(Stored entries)

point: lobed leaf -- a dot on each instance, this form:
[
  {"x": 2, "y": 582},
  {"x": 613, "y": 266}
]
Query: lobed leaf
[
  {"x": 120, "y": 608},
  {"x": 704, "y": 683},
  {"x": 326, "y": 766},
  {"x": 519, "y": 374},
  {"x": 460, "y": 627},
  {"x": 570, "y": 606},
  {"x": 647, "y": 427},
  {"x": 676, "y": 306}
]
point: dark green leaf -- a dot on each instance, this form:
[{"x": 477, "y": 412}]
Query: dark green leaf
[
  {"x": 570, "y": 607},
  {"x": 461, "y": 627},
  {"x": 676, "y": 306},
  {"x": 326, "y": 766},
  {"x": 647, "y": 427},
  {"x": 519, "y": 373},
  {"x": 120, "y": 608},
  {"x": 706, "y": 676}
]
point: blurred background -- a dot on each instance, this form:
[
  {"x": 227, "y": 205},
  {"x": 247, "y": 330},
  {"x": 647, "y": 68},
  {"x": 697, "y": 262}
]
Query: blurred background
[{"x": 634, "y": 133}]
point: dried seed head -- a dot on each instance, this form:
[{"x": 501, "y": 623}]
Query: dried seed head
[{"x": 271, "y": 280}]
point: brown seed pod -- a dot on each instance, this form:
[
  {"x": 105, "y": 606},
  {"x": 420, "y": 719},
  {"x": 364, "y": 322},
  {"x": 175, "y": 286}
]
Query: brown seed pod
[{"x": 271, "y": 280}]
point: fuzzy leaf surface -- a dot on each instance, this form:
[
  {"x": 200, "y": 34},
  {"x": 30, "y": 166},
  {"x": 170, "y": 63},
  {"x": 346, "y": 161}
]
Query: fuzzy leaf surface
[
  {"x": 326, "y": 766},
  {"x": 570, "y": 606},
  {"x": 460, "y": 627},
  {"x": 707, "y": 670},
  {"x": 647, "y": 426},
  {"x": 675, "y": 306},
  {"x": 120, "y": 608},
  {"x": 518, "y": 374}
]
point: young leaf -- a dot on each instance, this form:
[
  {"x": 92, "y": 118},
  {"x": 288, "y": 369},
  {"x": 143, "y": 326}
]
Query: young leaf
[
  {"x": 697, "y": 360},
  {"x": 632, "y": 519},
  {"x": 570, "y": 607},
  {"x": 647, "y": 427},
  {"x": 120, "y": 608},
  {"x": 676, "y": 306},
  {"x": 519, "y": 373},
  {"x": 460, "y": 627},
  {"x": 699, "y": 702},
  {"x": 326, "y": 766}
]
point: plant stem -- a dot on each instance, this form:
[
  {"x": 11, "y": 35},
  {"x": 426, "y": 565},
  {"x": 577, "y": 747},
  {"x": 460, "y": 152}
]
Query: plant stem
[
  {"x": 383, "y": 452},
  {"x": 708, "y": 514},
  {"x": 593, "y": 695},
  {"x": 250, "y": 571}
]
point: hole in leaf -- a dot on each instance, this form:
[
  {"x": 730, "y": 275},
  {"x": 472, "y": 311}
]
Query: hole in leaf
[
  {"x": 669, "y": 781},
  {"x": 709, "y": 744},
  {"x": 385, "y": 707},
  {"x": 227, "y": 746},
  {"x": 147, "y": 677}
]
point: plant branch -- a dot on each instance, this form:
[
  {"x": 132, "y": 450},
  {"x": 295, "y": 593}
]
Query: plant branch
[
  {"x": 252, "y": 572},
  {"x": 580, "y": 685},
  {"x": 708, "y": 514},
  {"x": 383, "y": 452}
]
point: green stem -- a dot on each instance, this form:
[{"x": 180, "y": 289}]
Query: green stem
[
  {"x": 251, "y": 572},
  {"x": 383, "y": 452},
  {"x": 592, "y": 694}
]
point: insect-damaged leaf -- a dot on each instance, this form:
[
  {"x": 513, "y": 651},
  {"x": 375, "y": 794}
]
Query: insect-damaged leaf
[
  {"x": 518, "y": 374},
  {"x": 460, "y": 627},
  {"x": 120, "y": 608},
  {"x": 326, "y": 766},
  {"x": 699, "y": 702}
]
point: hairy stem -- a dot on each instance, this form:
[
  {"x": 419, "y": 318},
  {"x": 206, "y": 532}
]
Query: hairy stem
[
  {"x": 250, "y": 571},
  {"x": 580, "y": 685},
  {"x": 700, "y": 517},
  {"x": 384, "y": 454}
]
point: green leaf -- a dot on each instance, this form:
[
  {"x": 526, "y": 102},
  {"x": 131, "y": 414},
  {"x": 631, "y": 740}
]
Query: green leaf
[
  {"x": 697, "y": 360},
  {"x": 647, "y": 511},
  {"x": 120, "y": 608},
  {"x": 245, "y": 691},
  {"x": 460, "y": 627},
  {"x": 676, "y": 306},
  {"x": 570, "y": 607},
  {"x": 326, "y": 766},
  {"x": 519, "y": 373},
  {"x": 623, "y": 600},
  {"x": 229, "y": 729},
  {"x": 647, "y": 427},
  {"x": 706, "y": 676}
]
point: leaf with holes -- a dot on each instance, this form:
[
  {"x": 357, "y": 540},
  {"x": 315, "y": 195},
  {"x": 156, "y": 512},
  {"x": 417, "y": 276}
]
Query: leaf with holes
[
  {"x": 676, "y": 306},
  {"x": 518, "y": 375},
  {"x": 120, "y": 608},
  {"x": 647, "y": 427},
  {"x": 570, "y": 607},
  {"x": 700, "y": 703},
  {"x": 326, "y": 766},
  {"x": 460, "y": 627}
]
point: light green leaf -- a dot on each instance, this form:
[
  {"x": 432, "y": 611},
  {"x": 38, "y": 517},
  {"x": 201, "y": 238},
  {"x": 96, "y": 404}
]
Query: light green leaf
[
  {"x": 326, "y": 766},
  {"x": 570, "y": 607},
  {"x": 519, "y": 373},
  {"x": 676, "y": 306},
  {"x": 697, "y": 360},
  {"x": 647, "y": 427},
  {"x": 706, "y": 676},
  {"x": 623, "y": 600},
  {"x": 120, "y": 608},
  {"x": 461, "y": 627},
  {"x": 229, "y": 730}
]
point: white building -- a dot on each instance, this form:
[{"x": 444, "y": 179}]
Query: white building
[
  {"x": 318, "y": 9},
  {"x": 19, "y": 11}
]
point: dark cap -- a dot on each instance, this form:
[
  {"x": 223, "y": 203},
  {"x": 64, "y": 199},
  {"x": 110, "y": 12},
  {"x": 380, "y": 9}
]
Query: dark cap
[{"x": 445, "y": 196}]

• Work order:
From the first line to the last, retype the records exactly.

• Task result:
point: lobed leaf -- a dot on each instance, this form:
[
  {"x": 2, "y": 582},
  {"x": 613, "y": 266}
]
Query: lobed leaf
[
  {"x": 120, "y": 608},
  {"x": 704, "y": 683},
  {"x": 326, "y": 766},
  {"x": 519, "y": 374},
  {"x": 460, "y": 627},
  {"x": 570, "y": 606},
  {"x": 647, "y": 427},
  {"x": 676, "y": 306}
]
point: dark green leaf -- a dot on each instance, this form:
[{"x": 477, "y": 412}]
Query: dark green leaf
[
  {"x": 570, "y": 607},
  {"x": 461, "y": 627},
  {"x": 676, "y": 306},
  {"x": 326, "y": 766},
  {"x": 647, "y": 427},
  {"x": 519, "y": 373},
  {"x": 120, "y": 608},
  {"x": 706, "y": 676}
]
point: blurred background -- a dot on each instance, this form:
[
  {"x": 227, "y": 205},
  {"x": 247, "y": 330},
  {"x": 647, "y": 68},
  {"x": 697, "y": 262}
]
Query: blurred background
[{"x": 634, "y": 133}]
point: dried seed head -- a dot on each instance, this form:
[{"x": 501, "y": 623}]
Query: dried seed head
[{"x": 271, "y": 280}]
point: brown seed pod -- a dot on each instance, this form:
[
  {"x": 105, "y": 606},
  {"x": 420, "y": 719},
  {"x": 364, "y": 322},
  {"x": 175, "y": 286}
]
Query: brown seed pod
[{"x": 271, "y": 280}]
point: fuzzy leaf surface -- a dot on each instance, this form:
[
  {"x": 200, "y": 34},
  {"x": 30, "y": 166},
  {"x": 170, "y": 63},
  {"x": 346, "y": 161}
]
Query: fuzzy leaf surface
[
  {"x": 326, "y": 766},
  {"x": 570, "y": 606},
  {"x": 460, "y": 627},
  {"x": 707, "y": 670},
  {"x": 647, "y": 426},
  {"x": 675, "y": 306},
  {"x": 120, "y": 608},
  {"x": 518, "y": 374}
]
point: young leaf -- a dot on each instance, this form:
[
  {"x": 92, "y": 118},
  {"x": 288, "y": 369},
  {"x": 143, "y": 326}
]
Query: young leaf
[
  {"x": 697, "y": 360},
  {"x": 632, "y": 519},
  {"x": 570, "y": 607},
  {"x": 647, "y": 427},
  {"x": 120, "y": 608},
  {"x": 676, "y": 306},
  {"x": 519, "y": 373},
  {"x": 460, "y": 627},
  {"x": 699, "y": 702},
  {"x": 326, "y": 766}
]
point: plant stem -- a dot on each instance, this form:
[
  {"x": 11, "y": 35},
  {"x": 426, "y": 565},
  {"x": 577, "y": 747},
  {"x": 460, "y": 152}
]
Query: plant stem
[
  {"x": 383, "y": 452},
  {"x": 708, "y": 514},
  {"x": 593, "y": 695},
  {"x": 250, "y": 571}
]
point: hole in leaf -- a dot on each instance, this form:
[
  {"x": 730, "y": 275},
  {"x": 472, "y": 311}
]
Query: hole in leaf
[
  {"x": 669, "y": 781},
  {"x": 709, "y": 744},
  {"x": 385, "y": 707},
  {"x": 227, "y": 746},
  {"x": 147, "y": 677}
]
point: plant branch -- a dot on each instance, this form:
[
  {"x": 132, "y": 450},
  {"x": 295, "y": 593}
]
Query: plant branch
[
  {"x": 252, "y": 572},
  {"x": 580, "y": 685},
  {"x": 708, "y": 514},
  {"x": 383, "y": 452}
]
point: green stem -- a dot on each instance, this form:
[{"x": 180, "y": 289}]
Query: green stem
[
  {"x": 251, "y": 572},
  {"x": 383, "y": 452},
  {"x": 592, "y": 694}
]
point: insect-damaged leaf -- a dot on each instance, this form:
[
  {"x": 513, "y": 651},
  {"x": 375, "y": 794}
]
Query: insect-damaged leaf
[
  {"x": 518, "y": 374},
  {"x": 460, "y": 627},
  {"x": 120, "y": 608},
  {"x": 326, "y": 766},
  {"x": 699, "y": 702}
]
point: hairy stem -- a dot on each instance, this form:
[
  {"x": 419, "y": 318},
  {"x": 206, "y": 532}
]
Query: hairy stem
[
  {"x": 250, "y": 571},
  {"x": 580, "y": 685},
  {"x": 700, "y": 517},
  {"x": 384, "y": 454}
]
point: green leaf -- a dot on each instance, this form:
[
  {"x": 526, "y": 102},
  {"x": 131, "y": 414},
  {"x": 631, "y": 740}
]
Query: green leaf
[
  {"x": 697, "y": 360},
  {"x": 647, "y": 511},
  {"x": 120, "y": 608},
  {"x": 245, "y": 691},
  {"x": 460, "y": 627},
  {"x": 676, "y": 306},
  {"x": 570, "y": 607},
  {"x": 326, "y": 766},
  {"x": 519, "y": 373},
  {"x": 623, "y": 600},
  {"x": 229, "y": 729},
  {"x": 647, "y": 427},
  {"x": 706, "y": 676}
]
point: leaf with holes -- a dot on each instance, this form:
[
  {"x": 357, "y": 540},
  {"x": 315, "y": 195},
  {"x": 156, "y": 512},
  {"x": 417, "y": 276}
]
Query: leaf with holes
[
  {"x": 676, "y": 306},
  {"x": 518, "y": 375},
  {"x": 120, "y": 608},
  {"x": 647, "y": 427},
  {"x": 570, "y": 607},
  {"x": 700, "y": 703},
  {"x": 326, "y": 766},
  {"x": 460, "y": 627}
]
point: light green leaf -- a dot on each instance, this form:
[
  {"x": 432, "y": 611},
  {"x": 38, "y": 517},
  {"x": 201, "y": 238},
  {"x": 96, "y": 404}
]
Query: light green leaf
[
  {"x": 326, "y": 766},
  {"x": 570, "y": 607},
  {"x": 519, "y": 373},
  {"x": 676, "y": 306},
  {"x": 697, "y": 360},
  {"x": 647, "y": 427},
  {"x": 706, "y": 676},
  {"x": 623, "y": 600},
  {"x": 120, "y": 608},
  {"x": 461, "y": 627},
  {"x": 229, "y": 730}
]
point: white building -- a dot on each instance, this form:
[{"x": 444, "y": 179}]
Query: white building
[
  {"x": 318, "y": 9},
  {"x": 19, "y": 11}
]
point: dark cap -- a dot on each instance, this form:
[
  {"x": 223, "y": 203},
  {"x": 64, "y": 199},
  {"x": 110, "y": 12},
  {"x": 380, "y": 9}
]
Query: dark cap
[{"x": 445, "y": 196}]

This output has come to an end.